Which lines below contain the string "coat"? Gather and copy each of those lines in full, treating uppercase and lowercase as different.

★ ★ ★ ★

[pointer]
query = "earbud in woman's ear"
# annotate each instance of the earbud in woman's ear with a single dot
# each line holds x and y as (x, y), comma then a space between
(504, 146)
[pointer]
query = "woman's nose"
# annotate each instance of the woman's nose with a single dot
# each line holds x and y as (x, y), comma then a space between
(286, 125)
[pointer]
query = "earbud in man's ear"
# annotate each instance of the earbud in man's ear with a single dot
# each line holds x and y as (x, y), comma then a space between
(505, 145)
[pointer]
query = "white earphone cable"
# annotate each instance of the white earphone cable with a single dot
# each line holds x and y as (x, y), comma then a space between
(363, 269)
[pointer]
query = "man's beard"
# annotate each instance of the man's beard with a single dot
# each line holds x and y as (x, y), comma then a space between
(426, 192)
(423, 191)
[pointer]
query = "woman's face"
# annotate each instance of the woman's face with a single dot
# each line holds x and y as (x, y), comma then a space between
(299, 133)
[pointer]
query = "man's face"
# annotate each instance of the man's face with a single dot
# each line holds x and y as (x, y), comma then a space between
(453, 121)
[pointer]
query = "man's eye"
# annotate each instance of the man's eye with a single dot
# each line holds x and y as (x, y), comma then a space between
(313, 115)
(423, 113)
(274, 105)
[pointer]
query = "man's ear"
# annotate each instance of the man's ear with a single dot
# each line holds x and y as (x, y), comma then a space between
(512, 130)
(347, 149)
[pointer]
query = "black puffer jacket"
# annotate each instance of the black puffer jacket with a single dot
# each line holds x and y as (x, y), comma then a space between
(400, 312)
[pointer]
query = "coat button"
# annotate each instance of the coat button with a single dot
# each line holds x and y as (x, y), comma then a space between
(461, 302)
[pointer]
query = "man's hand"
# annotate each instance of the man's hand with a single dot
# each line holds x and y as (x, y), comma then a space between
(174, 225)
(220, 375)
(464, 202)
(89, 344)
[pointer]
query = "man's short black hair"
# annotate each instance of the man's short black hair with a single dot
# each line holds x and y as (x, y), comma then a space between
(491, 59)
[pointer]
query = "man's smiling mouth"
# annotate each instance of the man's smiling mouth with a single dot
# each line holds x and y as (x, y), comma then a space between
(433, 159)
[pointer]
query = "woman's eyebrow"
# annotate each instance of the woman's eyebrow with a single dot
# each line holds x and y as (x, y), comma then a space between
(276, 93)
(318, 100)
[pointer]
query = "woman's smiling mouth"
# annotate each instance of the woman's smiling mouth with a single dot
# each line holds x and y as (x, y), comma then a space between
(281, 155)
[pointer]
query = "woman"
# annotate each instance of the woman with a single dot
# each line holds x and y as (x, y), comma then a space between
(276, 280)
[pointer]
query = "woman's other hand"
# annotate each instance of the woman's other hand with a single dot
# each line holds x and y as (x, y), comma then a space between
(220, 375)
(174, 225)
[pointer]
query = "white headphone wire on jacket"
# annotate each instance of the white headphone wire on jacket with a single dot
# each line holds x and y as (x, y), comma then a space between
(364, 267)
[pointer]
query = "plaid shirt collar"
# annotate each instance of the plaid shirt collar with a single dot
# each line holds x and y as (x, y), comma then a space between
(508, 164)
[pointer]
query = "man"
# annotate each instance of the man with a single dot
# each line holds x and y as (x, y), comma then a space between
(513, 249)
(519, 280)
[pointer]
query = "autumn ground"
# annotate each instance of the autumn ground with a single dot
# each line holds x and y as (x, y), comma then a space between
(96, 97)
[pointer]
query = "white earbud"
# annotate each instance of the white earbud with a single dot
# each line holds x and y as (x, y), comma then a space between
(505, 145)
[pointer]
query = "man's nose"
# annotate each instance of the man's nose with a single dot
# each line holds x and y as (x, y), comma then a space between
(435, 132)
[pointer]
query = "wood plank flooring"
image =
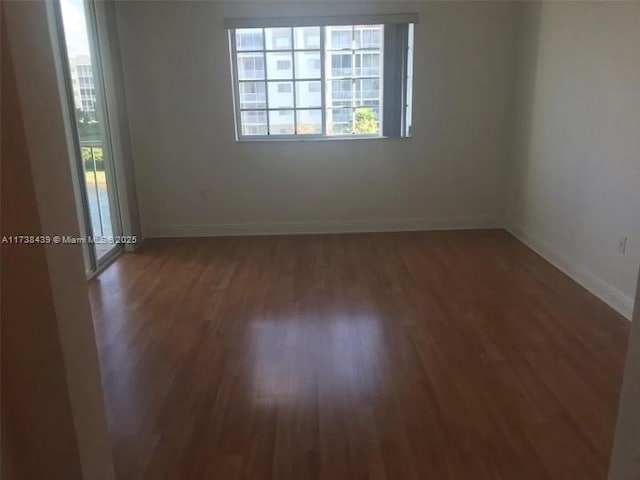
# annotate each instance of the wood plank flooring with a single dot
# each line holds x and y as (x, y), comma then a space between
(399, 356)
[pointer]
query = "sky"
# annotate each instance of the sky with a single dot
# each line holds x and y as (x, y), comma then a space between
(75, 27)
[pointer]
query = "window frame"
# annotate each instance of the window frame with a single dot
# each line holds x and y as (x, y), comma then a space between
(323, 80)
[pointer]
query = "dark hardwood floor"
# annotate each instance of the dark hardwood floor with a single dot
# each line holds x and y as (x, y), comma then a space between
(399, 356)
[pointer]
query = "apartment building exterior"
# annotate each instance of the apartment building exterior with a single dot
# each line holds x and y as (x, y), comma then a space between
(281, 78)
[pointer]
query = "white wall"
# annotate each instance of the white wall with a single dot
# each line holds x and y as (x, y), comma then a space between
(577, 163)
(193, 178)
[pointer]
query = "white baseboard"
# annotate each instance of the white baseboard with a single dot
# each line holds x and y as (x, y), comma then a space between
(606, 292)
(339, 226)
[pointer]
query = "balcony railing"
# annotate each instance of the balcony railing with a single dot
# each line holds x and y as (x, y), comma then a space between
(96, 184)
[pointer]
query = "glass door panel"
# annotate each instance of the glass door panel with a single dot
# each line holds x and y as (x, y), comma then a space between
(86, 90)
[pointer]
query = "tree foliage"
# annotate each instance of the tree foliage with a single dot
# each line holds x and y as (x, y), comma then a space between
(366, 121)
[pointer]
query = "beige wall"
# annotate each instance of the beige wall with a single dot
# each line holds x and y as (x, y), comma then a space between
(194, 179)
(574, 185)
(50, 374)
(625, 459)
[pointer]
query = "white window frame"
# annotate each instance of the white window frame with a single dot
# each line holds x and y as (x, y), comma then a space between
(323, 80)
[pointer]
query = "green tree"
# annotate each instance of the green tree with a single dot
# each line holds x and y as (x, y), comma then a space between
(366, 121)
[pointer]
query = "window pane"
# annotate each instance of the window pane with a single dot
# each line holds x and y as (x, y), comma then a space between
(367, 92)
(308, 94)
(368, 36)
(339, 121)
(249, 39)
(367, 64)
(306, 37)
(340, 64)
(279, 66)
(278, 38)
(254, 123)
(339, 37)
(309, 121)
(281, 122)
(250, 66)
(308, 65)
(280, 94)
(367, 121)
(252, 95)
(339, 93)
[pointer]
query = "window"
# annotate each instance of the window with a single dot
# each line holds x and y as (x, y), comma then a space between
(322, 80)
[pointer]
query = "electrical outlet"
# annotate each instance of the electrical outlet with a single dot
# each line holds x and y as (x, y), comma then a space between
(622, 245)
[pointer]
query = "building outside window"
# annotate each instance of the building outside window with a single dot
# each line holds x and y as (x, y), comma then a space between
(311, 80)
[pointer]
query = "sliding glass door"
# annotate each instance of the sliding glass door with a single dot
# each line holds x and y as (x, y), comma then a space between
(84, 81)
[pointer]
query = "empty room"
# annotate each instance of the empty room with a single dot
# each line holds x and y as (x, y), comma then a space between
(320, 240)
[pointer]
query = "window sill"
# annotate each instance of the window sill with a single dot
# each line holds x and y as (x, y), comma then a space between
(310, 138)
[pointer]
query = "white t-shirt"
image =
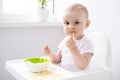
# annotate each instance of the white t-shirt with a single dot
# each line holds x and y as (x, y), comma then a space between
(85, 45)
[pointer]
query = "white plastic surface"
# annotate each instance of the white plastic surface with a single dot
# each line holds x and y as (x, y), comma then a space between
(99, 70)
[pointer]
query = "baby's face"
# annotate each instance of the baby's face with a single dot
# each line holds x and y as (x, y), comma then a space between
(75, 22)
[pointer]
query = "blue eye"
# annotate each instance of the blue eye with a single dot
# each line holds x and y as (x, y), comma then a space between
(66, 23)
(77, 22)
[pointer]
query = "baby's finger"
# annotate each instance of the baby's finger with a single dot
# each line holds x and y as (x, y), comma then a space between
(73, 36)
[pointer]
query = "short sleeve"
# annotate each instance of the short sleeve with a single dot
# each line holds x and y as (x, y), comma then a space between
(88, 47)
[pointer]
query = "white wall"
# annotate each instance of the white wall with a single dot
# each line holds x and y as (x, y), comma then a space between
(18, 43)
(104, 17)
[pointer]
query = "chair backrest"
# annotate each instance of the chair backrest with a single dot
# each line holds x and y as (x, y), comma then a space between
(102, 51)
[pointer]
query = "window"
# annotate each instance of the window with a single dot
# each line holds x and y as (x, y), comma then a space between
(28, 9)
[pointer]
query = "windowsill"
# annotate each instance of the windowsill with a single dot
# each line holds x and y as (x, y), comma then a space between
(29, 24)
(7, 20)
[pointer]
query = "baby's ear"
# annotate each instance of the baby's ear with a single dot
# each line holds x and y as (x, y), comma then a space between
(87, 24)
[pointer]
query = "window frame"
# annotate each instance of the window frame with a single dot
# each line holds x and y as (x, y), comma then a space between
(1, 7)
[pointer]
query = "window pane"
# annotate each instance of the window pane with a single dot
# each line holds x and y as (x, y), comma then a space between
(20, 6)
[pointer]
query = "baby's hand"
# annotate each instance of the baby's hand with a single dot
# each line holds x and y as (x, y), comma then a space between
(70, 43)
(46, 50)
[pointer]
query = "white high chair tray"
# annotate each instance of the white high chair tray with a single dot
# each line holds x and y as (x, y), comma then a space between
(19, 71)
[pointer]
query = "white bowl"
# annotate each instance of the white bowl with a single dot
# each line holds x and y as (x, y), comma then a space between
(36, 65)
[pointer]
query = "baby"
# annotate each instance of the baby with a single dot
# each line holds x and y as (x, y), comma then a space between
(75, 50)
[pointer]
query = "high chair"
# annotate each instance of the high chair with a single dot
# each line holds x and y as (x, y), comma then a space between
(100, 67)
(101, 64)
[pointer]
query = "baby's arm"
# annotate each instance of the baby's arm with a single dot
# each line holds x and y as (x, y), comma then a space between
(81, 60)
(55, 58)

★ ★ ★ ★

Solution:
query = "coat button"
# annotate each instance of the coat button with a single dot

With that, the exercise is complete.